BEGIN
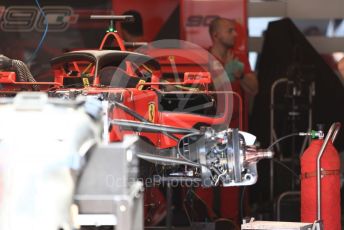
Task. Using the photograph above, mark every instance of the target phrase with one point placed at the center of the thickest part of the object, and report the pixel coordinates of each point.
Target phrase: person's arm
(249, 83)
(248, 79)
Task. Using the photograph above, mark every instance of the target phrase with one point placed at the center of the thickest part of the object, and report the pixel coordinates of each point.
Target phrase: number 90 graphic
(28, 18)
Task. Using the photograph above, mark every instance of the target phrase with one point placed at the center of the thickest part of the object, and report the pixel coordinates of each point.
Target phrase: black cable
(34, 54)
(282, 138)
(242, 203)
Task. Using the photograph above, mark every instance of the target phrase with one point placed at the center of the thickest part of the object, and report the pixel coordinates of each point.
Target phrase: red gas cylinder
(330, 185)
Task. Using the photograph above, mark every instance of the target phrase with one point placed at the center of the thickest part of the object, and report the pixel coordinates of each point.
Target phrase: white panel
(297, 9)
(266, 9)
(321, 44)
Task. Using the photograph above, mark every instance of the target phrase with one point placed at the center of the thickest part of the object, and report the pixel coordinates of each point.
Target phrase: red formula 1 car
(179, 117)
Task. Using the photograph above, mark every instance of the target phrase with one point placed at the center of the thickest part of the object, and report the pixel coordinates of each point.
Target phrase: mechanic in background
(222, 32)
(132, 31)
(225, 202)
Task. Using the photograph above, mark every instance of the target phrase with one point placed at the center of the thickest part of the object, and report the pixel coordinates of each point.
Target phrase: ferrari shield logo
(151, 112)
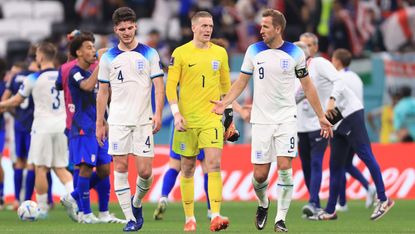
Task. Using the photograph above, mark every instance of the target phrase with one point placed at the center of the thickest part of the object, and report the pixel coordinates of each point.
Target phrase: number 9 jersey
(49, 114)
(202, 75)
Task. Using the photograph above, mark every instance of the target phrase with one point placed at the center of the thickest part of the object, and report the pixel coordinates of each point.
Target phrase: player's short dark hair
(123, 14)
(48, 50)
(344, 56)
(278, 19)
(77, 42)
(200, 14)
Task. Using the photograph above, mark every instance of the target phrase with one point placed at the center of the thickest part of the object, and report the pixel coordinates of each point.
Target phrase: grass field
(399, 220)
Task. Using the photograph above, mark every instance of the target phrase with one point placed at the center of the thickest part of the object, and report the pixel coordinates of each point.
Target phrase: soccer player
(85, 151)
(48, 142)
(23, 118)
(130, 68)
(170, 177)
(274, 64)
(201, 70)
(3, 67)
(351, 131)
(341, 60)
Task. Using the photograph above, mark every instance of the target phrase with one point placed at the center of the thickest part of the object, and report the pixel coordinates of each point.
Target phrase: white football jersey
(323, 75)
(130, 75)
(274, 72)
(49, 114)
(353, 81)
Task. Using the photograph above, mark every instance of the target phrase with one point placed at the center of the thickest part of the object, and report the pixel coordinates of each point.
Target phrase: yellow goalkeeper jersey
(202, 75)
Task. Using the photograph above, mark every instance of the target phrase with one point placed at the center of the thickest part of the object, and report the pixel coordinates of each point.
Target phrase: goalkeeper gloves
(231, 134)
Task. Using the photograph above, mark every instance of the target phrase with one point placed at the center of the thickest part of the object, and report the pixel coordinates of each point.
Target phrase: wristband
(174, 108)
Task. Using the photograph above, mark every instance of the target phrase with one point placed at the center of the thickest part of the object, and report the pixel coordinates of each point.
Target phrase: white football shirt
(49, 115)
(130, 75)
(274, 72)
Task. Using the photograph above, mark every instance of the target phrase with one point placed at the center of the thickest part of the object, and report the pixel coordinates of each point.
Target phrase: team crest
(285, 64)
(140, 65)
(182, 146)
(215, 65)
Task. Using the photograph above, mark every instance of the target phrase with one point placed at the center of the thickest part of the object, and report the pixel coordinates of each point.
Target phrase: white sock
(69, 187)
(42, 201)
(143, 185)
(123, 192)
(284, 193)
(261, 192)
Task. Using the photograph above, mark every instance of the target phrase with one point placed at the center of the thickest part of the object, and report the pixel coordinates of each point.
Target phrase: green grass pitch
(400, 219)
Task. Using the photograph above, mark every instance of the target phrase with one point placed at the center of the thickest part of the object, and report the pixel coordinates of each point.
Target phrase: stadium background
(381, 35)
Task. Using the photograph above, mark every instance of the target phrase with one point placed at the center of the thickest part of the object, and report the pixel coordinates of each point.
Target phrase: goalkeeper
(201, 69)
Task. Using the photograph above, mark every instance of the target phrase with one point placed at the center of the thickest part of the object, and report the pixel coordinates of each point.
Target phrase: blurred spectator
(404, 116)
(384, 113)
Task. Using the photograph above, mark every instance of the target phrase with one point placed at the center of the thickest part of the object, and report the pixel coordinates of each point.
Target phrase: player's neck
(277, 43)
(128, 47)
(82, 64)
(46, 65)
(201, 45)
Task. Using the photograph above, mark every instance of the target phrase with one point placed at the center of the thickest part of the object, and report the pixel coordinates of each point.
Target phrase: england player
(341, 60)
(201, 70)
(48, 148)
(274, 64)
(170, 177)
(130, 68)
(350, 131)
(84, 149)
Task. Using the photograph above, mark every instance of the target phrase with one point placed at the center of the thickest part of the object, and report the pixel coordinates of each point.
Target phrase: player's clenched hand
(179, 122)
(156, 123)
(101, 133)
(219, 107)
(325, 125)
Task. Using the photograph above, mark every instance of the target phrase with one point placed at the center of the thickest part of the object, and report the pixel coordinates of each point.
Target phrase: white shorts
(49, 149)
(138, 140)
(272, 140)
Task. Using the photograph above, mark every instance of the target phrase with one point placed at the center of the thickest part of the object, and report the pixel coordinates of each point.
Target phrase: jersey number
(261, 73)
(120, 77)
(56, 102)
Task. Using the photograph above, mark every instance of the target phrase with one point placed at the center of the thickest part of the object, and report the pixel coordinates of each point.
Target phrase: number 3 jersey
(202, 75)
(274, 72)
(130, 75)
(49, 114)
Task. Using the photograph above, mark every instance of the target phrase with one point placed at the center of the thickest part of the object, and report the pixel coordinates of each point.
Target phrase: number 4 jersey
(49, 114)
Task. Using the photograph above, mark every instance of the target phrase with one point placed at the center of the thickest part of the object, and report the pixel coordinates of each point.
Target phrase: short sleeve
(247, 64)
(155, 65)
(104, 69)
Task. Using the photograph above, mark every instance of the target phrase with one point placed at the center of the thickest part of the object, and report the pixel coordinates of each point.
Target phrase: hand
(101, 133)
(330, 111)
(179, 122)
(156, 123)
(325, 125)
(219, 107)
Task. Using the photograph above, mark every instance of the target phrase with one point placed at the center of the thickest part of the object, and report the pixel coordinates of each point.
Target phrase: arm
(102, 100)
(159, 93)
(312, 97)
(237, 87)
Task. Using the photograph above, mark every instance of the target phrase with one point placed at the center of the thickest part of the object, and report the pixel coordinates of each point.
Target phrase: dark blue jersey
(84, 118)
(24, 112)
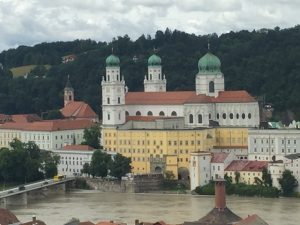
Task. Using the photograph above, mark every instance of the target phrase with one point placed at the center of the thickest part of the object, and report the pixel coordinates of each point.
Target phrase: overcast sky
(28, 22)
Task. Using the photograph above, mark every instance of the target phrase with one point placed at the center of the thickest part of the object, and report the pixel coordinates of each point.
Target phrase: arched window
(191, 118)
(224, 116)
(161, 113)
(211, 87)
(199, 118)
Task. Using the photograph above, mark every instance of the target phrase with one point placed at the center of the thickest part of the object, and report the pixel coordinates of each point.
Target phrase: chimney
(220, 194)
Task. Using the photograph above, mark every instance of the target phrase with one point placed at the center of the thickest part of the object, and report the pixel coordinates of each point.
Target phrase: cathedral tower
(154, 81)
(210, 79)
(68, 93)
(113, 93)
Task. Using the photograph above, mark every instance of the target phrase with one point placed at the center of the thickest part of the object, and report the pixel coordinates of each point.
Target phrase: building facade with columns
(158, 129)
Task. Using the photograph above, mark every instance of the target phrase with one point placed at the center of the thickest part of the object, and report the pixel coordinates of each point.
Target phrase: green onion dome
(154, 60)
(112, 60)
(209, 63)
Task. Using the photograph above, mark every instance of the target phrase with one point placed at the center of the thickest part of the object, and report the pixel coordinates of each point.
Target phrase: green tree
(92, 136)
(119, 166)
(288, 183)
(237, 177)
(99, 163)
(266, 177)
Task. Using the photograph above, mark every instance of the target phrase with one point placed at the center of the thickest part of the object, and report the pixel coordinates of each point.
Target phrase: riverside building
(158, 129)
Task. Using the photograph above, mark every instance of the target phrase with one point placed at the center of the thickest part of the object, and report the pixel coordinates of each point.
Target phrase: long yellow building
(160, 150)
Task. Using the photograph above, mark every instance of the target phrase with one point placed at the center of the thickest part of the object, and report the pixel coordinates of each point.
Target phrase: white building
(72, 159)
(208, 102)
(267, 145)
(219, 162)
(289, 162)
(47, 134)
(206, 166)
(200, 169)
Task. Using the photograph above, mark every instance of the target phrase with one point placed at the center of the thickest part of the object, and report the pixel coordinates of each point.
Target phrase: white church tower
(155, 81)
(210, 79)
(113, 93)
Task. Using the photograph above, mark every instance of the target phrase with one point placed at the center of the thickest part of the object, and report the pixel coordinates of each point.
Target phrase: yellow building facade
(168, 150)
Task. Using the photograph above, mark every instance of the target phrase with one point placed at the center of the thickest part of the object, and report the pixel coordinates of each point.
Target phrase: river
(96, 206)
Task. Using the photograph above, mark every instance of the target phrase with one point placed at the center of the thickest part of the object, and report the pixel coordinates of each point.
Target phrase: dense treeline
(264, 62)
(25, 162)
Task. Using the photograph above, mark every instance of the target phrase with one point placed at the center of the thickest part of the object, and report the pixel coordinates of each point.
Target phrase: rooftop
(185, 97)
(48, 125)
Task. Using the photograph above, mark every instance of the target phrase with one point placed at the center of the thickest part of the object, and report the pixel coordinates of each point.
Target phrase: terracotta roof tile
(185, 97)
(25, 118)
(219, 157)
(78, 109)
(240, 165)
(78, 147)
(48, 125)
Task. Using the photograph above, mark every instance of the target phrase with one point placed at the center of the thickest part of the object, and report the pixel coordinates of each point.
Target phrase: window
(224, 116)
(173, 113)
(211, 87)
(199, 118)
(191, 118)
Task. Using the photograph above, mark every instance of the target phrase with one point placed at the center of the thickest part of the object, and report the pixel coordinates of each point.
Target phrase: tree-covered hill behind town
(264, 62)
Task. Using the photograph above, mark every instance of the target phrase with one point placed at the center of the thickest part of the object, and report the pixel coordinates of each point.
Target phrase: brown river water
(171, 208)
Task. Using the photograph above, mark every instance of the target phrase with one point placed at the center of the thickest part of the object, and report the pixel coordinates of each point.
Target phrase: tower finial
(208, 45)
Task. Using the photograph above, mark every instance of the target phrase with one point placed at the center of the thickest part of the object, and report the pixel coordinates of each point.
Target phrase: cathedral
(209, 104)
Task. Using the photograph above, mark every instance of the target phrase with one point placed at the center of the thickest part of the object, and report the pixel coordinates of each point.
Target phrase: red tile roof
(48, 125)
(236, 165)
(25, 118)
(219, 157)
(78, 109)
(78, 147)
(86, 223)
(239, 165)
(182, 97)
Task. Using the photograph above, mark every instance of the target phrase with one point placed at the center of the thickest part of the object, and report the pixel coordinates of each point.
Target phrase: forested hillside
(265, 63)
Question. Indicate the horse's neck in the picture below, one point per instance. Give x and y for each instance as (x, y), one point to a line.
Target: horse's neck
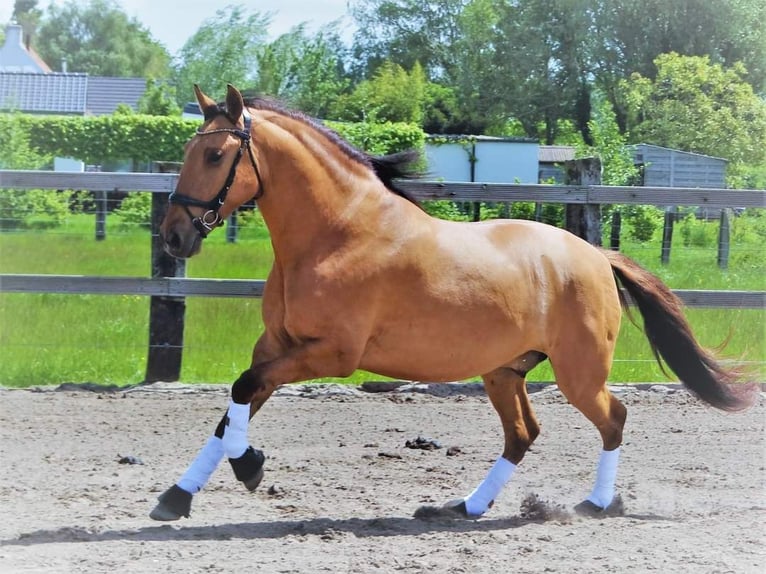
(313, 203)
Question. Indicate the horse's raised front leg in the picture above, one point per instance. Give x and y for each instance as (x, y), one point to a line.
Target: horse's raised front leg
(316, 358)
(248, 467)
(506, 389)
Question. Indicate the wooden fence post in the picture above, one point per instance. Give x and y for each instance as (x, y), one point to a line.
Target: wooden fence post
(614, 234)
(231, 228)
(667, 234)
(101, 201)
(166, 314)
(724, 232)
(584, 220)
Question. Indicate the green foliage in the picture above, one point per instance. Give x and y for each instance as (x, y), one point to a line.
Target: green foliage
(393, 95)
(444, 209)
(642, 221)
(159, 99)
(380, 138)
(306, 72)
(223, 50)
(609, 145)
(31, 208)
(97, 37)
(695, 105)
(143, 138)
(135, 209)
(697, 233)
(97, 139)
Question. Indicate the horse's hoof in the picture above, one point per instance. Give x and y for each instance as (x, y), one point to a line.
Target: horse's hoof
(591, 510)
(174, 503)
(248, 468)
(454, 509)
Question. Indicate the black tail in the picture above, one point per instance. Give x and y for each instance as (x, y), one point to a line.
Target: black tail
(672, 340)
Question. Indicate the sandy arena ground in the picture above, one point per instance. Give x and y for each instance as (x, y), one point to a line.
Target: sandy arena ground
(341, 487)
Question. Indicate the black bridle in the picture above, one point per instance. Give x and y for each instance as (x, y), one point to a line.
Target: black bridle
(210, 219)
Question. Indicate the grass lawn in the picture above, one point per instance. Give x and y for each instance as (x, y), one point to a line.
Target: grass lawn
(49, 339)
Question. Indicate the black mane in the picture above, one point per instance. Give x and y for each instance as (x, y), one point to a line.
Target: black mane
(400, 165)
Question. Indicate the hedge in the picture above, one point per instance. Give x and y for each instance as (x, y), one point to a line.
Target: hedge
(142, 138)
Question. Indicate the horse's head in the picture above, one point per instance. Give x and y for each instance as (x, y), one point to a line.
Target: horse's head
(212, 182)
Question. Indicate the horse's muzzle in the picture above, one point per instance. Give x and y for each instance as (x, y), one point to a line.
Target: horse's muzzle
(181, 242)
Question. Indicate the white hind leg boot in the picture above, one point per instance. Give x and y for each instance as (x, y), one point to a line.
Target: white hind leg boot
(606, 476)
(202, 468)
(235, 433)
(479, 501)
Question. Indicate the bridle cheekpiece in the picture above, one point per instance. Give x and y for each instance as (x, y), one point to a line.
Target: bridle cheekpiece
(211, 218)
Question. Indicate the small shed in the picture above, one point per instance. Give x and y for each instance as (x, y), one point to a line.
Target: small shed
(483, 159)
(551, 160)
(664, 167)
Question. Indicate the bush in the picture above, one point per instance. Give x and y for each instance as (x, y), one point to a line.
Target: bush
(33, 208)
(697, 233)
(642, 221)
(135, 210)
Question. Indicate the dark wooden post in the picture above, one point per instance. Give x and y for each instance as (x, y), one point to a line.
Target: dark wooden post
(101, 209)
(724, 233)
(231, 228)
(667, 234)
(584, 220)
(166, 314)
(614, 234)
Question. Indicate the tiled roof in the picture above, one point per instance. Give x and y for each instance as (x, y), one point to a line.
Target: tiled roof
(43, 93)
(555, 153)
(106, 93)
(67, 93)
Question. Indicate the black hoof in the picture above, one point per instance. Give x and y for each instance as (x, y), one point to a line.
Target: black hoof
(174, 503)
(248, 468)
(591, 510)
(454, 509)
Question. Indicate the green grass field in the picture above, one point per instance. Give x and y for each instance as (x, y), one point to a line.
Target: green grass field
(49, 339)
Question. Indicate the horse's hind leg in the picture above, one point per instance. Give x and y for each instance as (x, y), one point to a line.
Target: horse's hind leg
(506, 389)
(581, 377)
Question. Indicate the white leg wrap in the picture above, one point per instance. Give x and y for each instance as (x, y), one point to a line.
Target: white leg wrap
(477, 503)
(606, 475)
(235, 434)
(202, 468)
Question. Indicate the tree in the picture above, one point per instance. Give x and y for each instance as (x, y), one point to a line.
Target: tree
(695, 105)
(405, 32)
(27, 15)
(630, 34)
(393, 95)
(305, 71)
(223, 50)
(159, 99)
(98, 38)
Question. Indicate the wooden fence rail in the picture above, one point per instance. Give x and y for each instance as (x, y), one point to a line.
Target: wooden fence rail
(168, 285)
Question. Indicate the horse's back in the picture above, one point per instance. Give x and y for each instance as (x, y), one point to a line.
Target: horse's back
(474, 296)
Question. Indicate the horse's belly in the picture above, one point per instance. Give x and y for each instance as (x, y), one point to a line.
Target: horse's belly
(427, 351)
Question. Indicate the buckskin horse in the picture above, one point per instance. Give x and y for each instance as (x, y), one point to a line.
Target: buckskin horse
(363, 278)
END
• WHAT IS EXPECTED
For this exercise, repeat exactly the lines of the data above from the one with "Target: small shed" down to the one with "Question. Indicate the dark", both end lines included.

• REPLY
Target: small shed
(483, 159)
(551, 160)
(664, 167)
Question. Indicate the bush in the picture above, one point per instance. Give x and y for each instance as (x, y), one point to a line.
Target: bush
(33, 208)
(697, 233)
(642, 221)
(135, 210)
Question. Indicate the dark wooden post in the picture above, one point per instance. Give x and y for each instance as (x, y), one point to a line.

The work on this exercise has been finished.